*Task instructions*.
• A. In the forum thread on patio cover connection hardware, which connectors does the original poster say are rated for lateral force?
• B. Write what comes next in the forum thread on patio cover connection hardware, starting right after the quoted post that ends it.

*Excerpt*.
######
# Column-to-beam connection hardware options



## garya505 (Aug 1, 2013)

I'm designing my own patio cover. This will be freestanding, with four 6x6 or 8x8 columns (posts) and two 6x10 or 8x10 beams. It will be about 12'x15' in overall size. I'm planning to use off-the-shelf connection hardware (mostly Simpson), And I'm wondering which type of connection hardware is "best", or at least, what are the pros and cons of each. We have the T and L plates, the column cap, and the heavy gusseted angle to consider. I've attached pics of each to illustrate. I like the look of the heavy gusseted angle, but I can't seem to find many examples of these in actual structures so I'm wondering why they aren't more popular. And yes I'm going to use knee braces, but I'd still like to use the connector with the best lateral force capacity. The T and L straps, and the heavy gusseted angles are rated for lateral force, but the column caps are not.

Any help would be greatly appreciated.


----------



## Rdog (Nov 14, 2013)

Whats "Best" is to not use hardware but instead use joinery. (not what you wanted to hear I'm guessing)

The few projects I worked on that used hardware on timber frames were all custom made heavy steel, I don't think I've ever seen simpson brand of the same robust quality (I'm not doubting they make acceptable hardware for your application, I'm sure it would work for a time) But the right way to join Posts into girts/connectors is mortise and tenon joinery, pegged.

That hardware is for "pole barn" quality building. It may last as long as you need but it will not look as well. I don't know if its because of lower quality wood often used in pole barns (?), but I've never seen an old pole barn that was not pretty twisted.

This is just an old ex-timber framers opinion...use proper joinery.
(I spent some of my best yrs cutting frames, pounding pegs and praying I never fell off the rafters.)


----------



## Jig_saw (May 17, 2015)

I agree with Rdog, mortise and tenon joints are your best option. Use two dowels per joint and glue to make a permanent & unbreakable connection. It also looks better than hardware brackets.


----------



## GeorgeC (Jul 30, 2008)

You do not say where you live. That is important because you need to know if this structure is going to be subject to high winds or other external forces. You say it will be free standing so I assume you do not live in hurricane country.

George


----------



## Brian(J) (Feb 22, 2016)

garya505 said:


> I'm designing my own patio cover. This will be freestanding, with four 6x6 or 8x8 columns (posts) and two 6x10 or 8x10 beams. It will be about 12'x15' in overall size. I'm planning to use off-the-shelf connection hardware (mostly Simpson), And I'm wondering which type of connection hardware is "best", or at least, what are the pros and cons of each. We have the T and L plates, the column cap, and the heavy gusseted angle to consider. I've attached pics of each to illustrate. I like the look of the heavy gusseted angle, but I can't seem to find many examples of these in actual structures so I'm wondering why they aren't more popular. And yes I'm going to use knee braces, but I'd still like to use the connector with the best lateral force capacity. The T and L straps, and the heavy gusseted angles are rated for lateral force, but the column caps are not.
> 
> Any help would be greatly appreciated.
######
*Supplied entries*.
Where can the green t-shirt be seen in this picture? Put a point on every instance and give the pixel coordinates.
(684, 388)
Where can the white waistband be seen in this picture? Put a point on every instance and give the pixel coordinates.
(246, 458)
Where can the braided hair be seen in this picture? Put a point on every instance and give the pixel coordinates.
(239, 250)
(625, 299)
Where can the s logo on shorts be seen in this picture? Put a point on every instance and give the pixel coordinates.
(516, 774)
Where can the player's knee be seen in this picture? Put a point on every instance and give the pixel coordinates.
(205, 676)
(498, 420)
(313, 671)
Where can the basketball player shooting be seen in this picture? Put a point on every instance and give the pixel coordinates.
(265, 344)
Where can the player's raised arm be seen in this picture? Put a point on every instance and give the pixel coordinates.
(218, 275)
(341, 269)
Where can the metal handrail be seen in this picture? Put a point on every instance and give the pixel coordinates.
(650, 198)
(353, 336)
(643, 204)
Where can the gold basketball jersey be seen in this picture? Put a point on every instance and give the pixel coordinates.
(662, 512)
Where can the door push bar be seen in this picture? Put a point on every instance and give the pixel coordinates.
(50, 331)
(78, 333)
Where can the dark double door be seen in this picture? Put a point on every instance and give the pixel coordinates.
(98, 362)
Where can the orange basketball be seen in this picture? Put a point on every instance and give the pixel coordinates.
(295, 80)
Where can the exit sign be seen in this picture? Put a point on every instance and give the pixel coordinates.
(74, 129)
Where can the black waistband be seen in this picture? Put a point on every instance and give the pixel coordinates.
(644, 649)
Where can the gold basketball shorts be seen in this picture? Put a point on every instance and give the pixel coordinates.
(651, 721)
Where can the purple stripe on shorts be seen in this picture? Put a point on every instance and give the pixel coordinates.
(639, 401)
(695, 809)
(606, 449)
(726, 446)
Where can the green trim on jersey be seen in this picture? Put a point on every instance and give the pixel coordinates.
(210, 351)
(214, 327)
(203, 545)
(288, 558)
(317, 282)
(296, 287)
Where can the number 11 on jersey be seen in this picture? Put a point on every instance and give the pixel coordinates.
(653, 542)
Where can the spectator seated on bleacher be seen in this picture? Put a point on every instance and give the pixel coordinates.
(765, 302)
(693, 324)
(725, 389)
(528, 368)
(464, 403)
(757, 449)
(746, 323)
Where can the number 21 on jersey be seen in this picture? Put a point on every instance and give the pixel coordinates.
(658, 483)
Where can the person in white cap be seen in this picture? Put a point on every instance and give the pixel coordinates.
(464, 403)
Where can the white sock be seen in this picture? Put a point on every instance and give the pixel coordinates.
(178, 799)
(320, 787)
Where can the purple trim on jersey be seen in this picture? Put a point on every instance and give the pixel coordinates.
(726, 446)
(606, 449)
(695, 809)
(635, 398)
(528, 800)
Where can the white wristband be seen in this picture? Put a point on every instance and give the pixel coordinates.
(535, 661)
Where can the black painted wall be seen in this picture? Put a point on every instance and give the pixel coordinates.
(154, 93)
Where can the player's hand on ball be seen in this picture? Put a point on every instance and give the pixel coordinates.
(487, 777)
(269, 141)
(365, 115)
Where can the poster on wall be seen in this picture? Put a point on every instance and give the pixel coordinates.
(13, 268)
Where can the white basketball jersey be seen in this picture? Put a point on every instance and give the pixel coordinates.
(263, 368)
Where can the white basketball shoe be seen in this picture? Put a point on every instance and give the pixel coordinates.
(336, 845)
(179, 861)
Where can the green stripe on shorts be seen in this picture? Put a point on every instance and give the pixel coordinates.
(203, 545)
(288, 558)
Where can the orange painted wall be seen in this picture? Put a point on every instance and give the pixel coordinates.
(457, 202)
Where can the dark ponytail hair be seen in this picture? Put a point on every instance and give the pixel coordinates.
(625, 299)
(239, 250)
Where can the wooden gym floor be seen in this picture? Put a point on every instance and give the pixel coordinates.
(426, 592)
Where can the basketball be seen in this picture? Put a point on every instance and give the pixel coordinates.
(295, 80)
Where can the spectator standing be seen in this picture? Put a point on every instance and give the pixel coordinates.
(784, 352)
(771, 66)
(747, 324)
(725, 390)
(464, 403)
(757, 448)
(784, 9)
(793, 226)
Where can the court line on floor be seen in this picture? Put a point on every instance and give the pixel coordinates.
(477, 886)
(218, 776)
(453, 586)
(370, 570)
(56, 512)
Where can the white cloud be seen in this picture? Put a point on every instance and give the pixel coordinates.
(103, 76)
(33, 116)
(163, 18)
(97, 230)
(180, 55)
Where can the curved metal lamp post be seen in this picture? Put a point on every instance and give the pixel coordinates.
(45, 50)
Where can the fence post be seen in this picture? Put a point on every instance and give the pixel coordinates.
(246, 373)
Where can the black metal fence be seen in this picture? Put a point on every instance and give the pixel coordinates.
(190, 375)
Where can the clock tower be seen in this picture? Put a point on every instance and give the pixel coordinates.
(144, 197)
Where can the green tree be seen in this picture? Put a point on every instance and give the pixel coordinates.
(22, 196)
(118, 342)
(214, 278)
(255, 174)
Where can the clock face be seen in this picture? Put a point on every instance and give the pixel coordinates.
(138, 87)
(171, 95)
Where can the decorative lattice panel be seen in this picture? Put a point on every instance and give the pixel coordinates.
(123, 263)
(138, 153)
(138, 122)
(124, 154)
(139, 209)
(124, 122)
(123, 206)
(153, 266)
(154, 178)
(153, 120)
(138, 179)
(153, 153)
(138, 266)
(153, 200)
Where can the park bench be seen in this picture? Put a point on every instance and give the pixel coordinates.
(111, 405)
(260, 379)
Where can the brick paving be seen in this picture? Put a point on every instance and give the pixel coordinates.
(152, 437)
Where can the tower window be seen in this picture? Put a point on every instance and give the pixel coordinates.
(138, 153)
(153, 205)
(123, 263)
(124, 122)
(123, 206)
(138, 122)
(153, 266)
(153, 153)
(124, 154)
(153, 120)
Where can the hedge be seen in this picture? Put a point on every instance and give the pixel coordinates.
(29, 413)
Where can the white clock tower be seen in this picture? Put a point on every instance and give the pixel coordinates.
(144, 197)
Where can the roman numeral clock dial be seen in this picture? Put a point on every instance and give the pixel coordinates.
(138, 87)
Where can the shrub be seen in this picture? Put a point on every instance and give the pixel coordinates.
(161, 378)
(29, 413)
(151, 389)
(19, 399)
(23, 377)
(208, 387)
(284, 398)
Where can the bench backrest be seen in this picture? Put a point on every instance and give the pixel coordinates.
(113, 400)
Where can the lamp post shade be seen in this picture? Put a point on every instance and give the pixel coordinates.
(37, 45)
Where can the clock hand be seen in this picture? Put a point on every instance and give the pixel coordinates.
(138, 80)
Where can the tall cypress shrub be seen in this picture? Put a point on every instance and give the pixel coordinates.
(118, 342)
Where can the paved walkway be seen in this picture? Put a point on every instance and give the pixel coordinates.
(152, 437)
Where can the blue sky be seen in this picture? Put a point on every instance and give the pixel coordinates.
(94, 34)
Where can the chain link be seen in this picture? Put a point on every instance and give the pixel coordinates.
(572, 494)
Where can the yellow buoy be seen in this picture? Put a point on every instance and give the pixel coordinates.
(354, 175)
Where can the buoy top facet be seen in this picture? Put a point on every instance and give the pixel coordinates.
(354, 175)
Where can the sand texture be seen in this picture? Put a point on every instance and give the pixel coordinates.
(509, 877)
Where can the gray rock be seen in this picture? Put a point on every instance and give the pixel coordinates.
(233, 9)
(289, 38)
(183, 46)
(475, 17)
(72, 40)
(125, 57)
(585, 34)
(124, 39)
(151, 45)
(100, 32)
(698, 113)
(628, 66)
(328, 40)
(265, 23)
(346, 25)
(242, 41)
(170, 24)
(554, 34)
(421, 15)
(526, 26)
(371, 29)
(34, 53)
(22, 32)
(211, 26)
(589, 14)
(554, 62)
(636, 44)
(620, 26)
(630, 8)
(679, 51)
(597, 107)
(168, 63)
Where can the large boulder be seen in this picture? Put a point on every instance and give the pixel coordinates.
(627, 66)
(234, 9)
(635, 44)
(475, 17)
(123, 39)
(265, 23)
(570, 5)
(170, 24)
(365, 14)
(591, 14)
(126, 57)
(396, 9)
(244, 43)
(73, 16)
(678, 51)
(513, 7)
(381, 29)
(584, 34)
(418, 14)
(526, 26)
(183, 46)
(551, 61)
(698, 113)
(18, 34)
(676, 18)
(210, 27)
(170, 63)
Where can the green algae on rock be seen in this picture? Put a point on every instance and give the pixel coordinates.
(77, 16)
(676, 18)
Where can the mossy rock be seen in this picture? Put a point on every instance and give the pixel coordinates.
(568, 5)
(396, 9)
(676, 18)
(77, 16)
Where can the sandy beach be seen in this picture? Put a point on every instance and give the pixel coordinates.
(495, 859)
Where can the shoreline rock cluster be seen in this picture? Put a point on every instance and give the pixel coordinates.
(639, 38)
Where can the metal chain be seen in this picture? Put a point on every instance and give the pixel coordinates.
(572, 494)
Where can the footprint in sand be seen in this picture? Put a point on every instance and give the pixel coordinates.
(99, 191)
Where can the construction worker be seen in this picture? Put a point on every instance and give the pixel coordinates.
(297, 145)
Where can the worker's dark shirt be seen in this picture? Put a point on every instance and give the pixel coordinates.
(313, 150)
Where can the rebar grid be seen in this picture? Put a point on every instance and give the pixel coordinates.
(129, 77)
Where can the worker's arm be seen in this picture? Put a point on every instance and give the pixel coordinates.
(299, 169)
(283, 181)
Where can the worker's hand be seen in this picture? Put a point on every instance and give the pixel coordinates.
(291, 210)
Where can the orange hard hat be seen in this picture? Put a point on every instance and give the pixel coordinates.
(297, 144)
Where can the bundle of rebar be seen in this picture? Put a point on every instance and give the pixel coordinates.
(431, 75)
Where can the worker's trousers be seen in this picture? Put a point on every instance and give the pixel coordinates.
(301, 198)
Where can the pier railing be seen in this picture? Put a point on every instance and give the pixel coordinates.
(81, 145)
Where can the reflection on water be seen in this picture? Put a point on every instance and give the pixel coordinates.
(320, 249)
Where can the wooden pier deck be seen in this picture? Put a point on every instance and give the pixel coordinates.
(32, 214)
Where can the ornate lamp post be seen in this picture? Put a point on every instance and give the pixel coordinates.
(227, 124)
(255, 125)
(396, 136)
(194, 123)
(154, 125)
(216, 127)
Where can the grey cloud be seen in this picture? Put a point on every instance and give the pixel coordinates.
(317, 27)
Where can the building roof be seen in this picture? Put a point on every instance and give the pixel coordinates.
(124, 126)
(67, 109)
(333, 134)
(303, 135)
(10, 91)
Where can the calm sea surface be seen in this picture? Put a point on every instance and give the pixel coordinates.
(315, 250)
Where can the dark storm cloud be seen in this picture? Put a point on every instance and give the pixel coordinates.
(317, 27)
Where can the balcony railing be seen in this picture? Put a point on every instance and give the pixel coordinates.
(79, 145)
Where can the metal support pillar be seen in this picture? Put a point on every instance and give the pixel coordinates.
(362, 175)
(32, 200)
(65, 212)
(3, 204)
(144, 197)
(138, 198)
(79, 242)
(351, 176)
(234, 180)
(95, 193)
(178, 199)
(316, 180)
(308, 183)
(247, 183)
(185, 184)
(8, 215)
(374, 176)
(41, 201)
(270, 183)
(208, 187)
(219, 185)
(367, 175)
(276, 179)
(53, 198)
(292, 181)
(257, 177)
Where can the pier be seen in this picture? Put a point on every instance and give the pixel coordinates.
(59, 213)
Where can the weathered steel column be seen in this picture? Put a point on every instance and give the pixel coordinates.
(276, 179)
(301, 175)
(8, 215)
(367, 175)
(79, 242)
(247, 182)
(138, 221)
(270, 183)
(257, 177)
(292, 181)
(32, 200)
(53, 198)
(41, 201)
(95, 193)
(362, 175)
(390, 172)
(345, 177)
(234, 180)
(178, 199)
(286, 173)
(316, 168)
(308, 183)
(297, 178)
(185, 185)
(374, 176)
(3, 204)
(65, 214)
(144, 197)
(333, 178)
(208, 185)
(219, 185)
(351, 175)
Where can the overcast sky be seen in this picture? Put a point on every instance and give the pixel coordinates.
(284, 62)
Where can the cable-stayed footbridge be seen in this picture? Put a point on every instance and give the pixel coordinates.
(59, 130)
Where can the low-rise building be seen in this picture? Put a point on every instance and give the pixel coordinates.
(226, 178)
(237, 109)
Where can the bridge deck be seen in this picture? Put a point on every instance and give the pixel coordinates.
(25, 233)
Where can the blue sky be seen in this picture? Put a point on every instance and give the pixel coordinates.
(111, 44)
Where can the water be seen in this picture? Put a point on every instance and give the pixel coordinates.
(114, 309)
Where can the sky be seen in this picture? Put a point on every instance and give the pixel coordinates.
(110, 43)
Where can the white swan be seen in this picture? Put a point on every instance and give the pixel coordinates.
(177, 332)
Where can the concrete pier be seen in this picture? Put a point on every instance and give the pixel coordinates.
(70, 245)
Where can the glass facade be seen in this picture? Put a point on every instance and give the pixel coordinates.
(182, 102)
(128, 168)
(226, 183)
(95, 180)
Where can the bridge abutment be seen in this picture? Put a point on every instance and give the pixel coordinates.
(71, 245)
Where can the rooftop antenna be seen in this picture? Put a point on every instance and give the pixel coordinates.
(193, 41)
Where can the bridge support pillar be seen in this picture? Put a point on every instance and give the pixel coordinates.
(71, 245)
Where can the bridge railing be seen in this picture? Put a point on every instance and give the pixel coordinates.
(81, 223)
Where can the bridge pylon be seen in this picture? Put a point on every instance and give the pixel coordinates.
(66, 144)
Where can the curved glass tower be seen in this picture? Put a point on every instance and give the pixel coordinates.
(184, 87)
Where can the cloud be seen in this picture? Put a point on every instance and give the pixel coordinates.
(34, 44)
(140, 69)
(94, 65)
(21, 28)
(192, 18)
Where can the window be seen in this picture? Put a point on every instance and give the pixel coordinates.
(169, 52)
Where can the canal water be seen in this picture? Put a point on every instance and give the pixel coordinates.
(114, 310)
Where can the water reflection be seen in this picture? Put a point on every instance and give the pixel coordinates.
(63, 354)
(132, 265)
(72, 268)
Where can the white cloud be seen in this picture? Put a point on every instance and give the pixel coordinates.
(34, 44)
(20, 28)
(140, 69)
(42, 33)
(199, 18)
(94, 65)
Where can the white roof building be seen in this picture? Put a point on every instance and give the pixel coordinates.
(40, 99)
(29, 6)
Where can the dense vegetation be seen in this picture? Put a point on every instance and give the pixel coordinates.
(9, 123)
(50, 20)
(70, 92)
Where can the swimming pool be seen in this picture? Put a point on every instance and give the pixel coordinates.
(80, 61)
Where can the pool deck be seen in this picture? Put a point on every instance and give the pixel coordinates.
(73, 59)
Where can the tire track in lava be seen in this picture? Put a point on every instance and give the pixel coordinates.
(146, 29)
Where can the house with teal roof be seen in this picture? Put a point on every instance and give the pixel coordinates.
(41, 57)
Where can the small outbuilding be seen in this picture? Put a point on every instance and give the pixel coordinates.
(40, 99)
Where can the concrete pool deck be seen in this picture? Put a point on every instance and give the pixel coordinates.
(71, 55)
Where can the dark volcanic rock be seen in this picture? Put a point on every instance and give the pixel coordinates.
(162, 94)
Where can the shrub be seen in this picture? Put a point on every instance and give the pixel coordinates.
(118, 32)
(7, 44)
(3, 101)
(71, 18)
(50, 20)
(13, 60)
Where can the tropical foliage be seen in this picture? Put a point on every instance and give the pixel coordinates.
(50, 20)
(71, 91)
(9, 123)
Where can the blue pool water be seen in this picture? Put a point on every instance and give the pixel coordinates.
######
*Results in order*.
• A. The T and L straps and the heavy gusseted angles.

• B.
Not a structural engineer but once built a cabin for which I had to hire one. The cabin used actual trees for the main posts to support the ridge beam, and we wanted the simplest connection that would meet code. That turned out to be a 'kerf plate', where a steel plate was inserted into the top of the tree (post) and then morticed into the beam. We used 2 bolts in the tree and 2 in the beam, so all you saw was 4 bolts each tree-to-beam connection.
The first image is the can, I don't have a good image of the connection. The second I pulled off Google and it is similar except we didn't have the gap to show off the steel plate- we wanted to see the most wood and the least steel.


----------



## Steve Neul (Sep 2, 2011)

You didn't say what materials you were using. Generally with a structure like that the only real problem is how you have it fastened to the ground. You could use joints or a lot of different fasteners to prevent the wind from pulling the roof off but not fastened well to the ground you would soon see the structure leaning. I prefer to set posts 3' in concrete in the ground


----------



## woodnthings (Jan 24, 2009)

*free standing patio "cover" ?*

Will it be open to the sky or roofed over? If it's open, then no need to worry about any type of wind or weather. If it's roofed over, then wind may play some role as far as lifting off under certain conditions. If you tie it to the posts as you describe, that probably won't be a huge issue. I would not go to all the bother to make mortised joinery, it's just a patio cover. 0 The H-D Simpson Strong Tie braces and brackets I find have a nice appeal, and I've seen plenty of high end timber frame houses where they are used OR hand wrought blacksmith made types. It's just a patio cover...... 0

So, is the 12' X 15' free space OR are the posts going to be inside that? because the span will be less if that's the case. A sketch would be helpful.


----------



## woodnthings (Jan 24, 2009)

*Brian J*

That's a very contemporary looking design. What I don't get is why the beams are"floating" above the posts, rather than resting on them????


----------



## Brian(J) (Feb 22, 2016)

woodnthings said:


> That's a very contemporary looking design. What I don't get is why the beams are"floating" above the posts, rather than resting on them????
> 
> 
> The first image is my cabin, and there the beam sat right on the post, no floating.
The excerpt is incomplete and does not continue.